(Data taken from a collection)
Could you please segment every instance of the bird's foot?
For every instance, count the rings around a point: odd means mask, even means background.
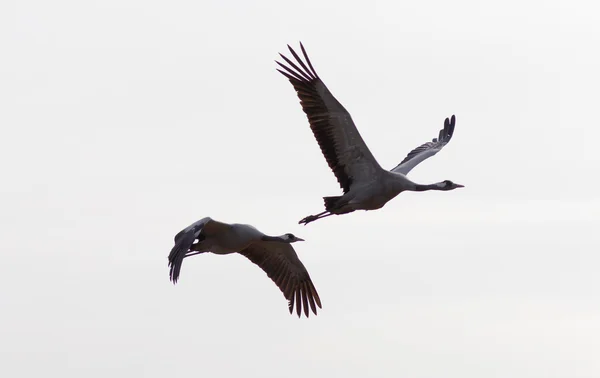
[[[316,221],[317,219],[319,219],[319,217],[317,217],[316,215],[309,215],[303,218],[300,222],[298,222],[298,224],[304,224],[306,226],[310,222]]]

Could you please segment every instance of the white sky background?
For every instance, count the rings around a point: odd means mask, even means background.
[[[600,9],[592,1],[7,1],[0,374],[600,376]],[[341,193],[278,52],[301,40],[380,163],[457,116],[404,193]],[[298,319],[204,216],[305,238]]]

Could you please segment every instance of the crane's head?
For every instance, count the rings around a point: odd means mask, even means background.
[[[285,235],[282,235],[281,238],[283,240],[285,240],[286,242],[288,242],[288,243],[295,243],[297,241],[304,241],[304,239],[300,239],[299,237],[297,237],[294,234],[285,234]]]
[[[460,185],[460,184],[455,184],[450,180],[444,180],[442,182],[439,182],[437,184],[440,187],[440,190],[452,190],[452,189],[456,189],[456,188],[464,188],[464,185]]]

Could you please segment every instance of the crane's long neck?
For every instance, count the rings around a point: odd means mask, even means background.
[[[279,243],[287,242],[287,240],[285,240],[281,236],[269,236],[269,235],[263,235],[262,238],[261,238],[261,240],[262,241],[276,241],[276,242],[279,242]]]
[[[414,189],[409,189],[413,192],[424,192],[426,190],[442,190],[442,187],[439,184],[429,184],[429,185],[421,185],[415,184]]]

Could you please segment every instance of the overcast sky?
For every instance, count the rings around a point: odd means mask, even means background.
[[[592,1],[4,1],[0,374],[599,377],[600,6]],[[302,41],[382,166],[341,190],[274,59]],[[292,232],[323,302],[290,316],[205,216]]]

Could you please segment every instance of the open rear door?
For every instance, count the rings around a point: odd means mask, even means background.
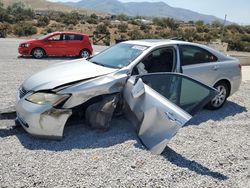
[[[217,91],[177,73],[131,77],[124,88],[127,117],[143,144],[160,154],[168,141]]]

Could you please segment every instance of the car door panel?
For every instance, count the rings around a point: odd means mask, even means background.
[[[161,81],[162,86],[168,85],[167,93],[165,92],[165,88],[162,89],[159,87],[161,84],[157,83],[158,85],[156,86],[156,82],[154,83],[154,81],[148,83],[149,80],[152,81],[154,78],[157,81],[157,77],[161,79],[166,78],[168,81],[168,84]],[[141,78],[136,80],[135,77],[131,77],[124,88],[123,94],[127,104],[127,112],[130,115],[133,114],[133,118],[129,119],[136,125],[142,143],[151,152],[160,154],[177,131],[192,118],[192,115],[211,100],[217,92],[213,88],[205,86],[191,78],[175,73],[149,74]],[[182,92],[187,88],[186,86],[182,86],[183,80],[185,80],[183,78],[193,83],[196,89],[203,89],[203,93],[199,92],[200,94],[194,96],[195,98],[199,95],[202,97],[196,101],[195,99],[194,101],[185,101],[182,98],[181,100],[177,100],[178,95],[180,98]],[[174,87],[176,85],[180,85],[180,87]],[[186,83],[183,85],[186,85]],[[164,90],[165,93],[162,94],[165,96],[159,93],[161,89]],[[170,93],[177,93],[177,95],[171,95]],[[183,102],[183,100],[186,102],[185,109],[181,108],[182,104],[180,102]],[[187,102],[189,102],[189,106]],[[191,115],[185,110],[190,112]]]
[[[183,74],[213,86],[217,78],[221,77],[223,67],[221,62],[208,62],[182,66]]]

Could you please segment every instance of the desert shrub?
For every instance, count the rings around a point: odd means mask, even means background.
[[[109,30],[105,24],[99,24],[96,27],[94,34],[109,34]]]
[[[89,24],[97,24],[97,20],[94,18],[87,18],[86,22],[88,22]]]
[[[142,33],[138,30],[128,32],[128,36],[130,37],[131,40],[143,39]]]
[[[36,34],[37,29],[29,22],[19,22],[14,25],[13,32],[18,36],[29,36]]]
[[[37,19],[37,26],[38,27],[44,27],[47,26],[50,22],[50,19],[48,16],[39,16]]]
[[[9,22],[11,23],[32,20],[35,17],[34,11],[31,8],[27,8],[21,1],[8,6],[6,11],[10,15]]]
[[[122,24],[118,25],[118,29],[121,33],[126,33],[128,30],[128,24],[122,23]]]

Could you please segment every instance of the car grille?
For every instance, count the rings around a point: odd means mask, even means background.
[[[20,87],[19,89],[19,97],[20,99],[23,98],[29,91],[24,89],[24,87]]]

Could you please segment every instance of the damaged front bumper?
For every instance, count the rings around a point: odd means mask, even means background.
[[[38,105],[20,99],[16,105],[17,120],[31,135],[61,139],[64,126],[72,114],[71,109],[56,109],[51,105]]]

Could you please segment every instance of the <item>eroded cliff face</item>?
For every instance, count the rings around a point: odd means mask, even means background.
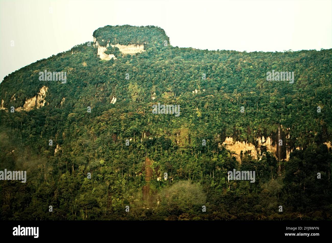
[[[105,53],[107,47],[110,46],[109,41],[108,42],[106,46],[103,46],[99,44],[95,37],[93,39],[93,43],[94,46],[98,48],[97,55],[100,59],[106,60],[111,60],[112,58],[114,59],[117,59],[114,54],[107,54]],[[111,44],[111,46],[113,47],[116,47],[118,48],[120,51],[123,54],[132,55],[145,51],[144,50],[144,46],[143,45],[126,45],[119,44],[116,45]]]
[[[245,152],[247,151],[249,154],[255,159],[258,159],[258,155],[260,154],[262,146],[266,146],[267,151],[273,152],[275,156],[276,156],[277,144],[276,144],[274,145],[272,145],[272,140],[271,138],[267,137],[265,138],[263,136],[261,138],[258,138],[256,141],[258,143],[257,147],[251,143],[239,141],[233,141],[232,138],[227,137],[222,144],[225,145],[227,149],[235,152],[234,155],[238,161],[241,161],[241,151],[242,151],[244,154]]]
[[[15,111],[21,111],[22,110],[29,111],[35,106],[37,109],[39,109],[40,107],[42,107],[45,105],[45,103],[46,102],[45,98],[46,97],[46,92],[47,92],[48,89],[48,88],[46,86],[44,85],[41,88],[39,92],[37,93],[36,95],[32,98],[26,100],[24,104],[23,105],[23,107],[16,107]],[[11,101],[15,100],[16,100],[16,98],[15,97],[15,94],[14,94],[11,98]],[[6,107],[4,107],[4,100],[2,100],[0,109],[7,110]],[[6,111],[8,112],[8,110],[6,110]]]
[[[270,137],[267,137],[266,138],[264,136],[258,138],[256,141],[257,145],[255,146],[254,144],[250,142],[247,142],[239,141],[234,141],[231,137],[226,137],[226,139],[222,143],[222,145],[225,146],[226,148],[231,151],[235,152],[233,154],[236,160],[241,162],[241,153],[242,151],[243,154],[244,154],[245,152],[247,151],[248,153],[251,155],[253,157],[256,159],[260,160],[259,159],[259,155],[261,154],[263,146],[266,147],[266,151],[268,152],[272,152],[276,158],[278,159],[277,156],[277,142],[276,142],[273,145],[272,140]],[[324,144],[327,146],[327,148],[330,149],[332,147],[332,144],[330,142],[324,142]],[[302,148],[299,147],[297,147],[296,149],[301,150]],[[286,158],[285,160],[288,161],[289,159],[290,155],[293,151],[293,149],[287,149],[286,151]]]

Instruction
Show each line of the material above that contains the word "crane".

Exercise response
Could you please segment every instance of the crane's head?
Could you please segment every instance of the crane's long neck?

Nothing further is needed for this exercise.